- **Problem details**: Copy out the entries below verbatim, starting at the line containing "What element corresponds to the ceiling in" and ending at the line containing "5;0;597;171", both included.

╭─ Input records

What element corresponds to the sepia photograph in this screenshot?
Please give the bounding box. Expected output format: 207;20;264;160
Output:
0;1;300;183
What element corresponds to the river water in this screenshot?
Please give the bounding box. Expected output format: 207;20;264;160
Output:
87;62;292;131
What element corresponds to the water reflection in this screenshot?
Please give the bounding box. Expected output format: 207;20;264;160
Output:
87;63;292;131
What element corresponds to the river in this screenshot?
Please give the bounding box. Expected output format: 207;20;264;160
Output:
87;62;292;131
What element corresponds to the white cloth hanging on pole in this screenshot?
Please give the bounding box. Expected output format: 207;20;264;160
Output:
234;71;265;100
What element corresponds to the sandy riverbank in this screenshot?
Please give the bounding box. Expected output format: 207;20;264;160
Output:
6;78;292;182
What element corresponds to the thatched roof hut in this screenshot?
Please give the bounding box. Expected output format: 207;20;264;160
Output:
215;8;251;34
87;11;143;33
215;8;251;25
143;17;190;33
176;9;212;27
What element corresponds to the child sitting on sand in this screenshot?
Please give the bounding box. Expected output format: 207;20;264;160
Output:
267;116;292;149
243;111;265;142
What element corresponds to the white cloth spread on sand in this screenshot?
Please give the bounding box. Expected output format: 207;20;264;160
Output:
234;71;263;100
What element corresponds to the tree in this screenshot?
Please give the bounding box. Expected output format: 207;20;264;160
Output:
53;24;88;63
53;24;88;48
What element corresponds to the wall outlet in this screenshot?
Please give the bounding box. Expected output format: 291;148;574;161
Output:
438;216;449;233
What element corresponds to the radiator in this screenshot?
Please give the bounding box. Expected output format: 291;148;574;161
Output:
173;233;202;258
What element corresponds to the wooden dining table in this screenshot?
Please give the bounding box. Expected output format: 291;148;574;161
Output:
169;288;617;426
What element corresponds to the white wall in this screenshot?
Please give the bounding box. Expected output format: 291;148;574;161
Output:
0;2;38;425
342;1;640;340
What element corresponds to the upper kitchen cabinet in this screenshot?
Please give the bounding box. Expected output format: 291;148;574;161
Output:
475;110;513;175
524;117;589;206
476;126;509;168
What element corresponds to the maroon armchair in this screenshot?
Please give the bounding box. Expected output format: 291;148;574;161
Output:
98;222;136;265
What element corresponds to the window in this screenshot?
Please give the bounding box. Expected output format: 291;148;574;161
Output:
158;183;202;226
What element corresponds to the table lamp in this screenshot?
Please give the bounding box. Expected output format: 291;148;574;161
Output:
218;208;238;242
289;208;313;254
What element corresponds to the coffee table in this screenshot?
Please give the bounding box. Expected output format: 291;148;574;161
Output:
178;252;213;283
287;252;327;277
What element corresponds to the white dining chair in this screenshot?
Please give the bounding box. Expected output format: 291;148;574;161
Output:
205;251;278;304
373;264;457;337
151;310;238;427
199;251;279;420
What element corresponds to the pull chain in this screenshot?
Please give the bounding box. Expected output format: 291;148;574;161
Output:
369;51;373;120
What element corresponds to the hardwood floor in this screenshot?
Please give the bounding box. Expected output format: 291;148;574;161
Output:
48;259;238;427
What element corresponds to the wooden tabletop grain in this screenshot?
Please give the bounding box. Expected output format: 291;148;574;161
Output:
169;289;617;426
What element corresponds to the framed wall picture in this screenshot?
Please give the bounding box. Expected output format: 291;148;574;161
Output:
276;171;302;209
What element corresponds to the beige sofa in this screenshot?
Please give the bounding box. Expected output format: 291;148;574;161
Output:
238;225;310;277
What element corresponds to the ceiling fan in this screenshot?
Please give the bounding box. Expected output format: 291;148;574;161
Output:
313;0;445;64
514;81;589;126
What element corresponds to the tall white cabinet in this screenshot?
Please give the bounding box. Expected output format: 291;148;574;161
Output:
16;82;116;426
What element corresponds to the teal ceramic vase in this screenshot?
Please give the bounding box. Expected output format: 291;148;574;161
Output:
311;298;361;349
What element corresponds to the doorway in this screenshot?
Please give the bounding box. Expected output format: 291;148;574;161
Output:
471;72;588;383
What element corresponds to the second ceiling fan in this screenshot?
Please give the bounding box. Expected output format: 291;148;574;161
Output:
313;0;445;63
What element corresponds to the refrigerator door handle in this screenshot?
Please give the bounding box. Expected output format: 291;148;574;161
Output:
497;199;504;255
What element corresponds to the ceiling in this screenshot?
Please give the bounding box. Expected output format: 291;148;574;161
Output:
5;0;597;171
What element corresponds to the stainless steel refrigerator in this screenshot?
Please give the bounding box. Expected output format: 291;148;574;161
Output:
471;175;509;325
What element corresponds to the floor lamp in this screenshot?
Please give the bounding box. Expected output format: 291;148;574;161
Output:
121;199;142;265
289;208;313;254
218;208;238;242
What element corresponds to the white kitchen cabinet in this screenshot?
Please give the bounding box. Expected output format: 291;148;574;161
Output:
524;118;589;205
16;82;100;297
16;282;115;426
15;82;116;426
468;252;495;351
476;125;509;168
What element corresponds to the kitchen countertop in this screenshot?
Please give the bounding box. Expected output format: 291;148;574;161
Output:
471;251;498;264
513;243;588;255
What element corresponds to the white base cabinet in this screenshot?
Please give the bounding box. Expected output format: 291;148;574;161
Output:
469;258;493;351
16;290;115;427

╰─

- **Written solution**:
What element corresponds to the ceiling in this screenshot?
Please give the bounding box. Expected output format: 291;148;574;161
Output:
5;0;597;171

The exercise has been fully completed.